— Document —
Path: utzoo!utgpu!jarvis.csri.toronto.edu!mailrus!ncar!husc6!ddl
From: ddl@husc6.harvard.edu (Dan Lanciani)
Newsgroups: comp.bugs.2bsd
Subject: Re: TIME_WAIT sockets clog system (part 2)
Summary: possible side effects
Keywords: ftp mbufs time_wait drain
Message-ID: <2144@husc6.harvard.edu>
Date: 30 Jun 89 16:27:10 GMT
References: <33132@wlbr.IMSD.CONTEL.COM>
Organization: Harvard University, Cambridge MA
Lines: 40


	There is a potential problem with the proposed modifications
to the mbuf allocator.  The "cantwait" argument to the allocation
routines is more than just an indication of whether it is ok to sleep.
It is also a subtle hint that the routine was not called from a
(potentially plimp) interrupt routine.  If an allocation routine
is called from, e.g., the ethernet interrupt it would be incorrect
to (re)enter the network at plnet because (1) the network code may
inadvertently lower the pl and (2) the network code may itself have
been interrupted at a critical section.
	Unfortunately, to be useful, most *_drain routines must
ultimately access global structures which are protected only by
splnet's and thus are eventually likely to cause corruption.  It
may be possible to check the current pl on entry to the allocator
(tricky because of the macros) and distinguish three classes of
request (from least to most restrictive):  task-time (may sleep
and/or call the network), interrupt-time where previous pl was
less than plnet (may call the network), and interrupt-time where
previous pl was plnet or higher.  Of course, since you cannot
find the true previous pl, you would have to assume that the current
pl is higher than the previous and work from there.  This scheme
breaks down if any plnet code calls the allocator in the expectation
that it won't reenter, but such cases could be fixed.

— Bounding-box data —
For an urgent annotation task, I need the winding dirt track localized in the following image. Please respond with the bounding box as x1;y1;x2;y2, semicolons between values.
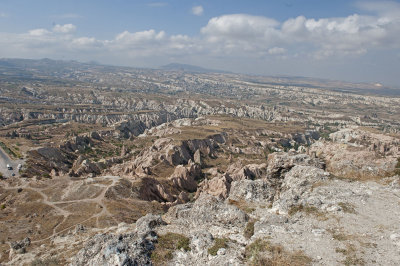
4;176;120;243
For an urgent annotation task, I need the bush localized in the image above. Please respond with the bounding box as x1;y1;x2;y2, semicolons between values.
151;233;191;265
31;258;61;266
245;239;312;266
243;220;256;239
208;238;228;256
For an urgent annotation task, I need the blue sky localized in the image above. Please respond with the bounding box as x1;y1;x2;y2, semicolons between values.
0;0;400;86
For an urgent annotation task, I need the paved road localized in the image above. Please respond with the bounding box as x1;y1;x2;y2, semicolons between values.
0;148;22;177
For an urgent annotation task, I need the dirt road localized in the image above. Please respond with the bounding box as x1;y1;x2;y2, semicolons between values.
0;148;22;177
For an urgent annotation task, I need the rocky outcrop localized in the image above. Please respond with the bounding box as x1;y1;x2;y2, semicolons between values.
195;174;232;198
273;165;329;213
228;179;277;204
163;194;248;232
267;152;324;178
169;161;202;192
226;162;267;180
310;128;400;179
71;214;163;266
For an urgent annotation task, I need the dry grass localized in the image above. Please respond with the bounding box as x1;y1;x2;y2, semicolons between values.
336;244;365;266
228;199;255;213
243;219;256;239
208;238;229;256
338;202;356;214
245;239;312;266
288;204;328;221
151;233;191;265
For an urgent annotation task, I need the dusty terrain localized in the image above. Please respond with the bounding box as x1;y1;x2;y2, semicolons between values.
0;60;400;265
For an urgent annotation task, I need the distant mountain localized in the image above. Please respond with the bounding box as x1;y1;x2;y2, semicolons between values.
160;63;229;73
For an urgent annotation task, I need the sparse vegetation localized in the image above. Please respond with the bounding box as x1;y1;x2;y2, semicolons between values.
245;239;312;266
31;258;61;266
288;204;327;220
208;238;229;256
229;199;255;213
336;244;365;266
243;220;256;239
338;202;356;214
151;233;191;265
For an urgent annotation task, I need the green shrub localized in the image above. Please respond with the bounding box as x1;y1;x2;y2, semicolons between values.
243;220;256;239
208;238;229;256
151;233;191;265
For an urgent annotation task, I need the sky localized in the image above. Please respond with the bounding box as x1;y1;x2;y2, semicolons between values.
0;0;400;87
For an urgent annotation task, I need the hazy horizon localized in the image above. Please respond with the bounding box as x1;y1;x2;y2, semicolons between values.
0;0;400;87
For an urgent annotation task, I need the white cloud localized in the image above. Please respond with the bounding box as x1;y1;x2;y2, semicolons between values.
268;47;286;55
53;24;76;33
192;6;204;16
50;13;83;19
0;2;400;84
147;2;168;7
29;29;51;37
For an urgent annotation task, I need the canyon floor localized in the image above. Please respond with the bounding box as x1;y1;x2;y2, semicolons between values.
0;59;400;265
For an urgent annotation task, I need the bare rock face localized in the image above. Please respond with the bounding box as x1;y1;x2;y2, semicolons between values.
70;156;101;176
169;161;202;192
229;179;276;203
267;152;324;178
139;178;175;202
163;194;248;229
10;237;31;254
193;150;201;166
273;165;329;213
195;174;232;198
310;128;400;179
226;162;267;181
71;214;163;266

— Task requirements —
**a)** Write out the part of the Usenet post starting with "Newsgroups: comp.bugs.2bsd" and going on through "ok to sleep.".
**b)** According to the Usenet post, what protects the global structures that most *_drain routines must ultimately access?
**c)** Using the Usenet post, explain why an allocation routine called from the ethernet interrupt should not reenter the network at plnet.
Rely only on the Usenet post when responding.

— Task responses —
**a)**
Newsgroups: comp.bugs.2bsd
Subject: Re: TIME_WAIT sockets clog system (part 2)
Summary: possible side effects
Keywords: ftp mbufs time_wait drain
Message-ID: <2144@husc6.harvard.edu>
Date: 30 Jun 89 16:27:10 GMT
References: <33132@wlbr.IMSD.CONTEL.COM>
Organization: Harvard University, Cambridge MA
Lines: 40


	There is a potential problem with the proposed modifications
to the mbuf allocator.  The "cantwait" argument to the allocation
routines is more than just an indication of whether it is ok to sleep.

**b)** They are protected only by splnet's.

**c)** The network code may inadvertently lower the pl. Also, the network code may itself have been interrupted at a critical section, so reentering it would be incorrect.